Using the listing below, return each line exactly as it reads.

===

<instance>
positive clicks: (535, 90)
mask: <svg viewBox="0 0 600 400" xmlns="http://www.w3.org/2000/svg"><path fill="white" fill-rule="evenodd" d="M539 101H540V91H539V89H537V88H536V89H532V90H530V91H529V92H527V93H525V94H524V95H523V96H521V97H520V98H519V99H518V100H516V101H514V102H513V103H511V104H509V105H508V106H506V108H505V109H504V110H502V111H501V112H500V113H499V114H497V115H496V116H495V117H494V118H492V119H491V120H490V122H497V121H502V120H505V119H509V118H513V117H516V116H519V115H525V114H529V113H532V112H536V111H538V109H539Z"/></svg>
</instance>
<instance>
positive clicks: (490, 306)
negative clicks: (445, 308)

===

Solution:
<instance>
positive clicks: (535, 90)
mask: <svg viewBox="0 0 600 400" xmlns="http://www.w3.org/2000/svg"><path fill="white" fill-rule="evenodd" d="M539 101H540V91H539V89H537V88H536V89H532V90H530V91H529V92H527V93H525V94H524V95H523V96H521V97H520V98H519V99H518V100H516V101H514V102H513V103H511V104H509V105H508V106H506V108H505V109H504V110H502V111H501V112H500V113H499V114H497V115H496V116H495V117H494V118H492V119H491V120H490V122H497V121H502V120H505V119H509V118H513V117H516V116H519V115H525V114H529V113H532V112H536V111H538V109H539Z"/></svg>
</instance>
<instance>
positive clicks: (490, 306)
negative clicks: (445, 308)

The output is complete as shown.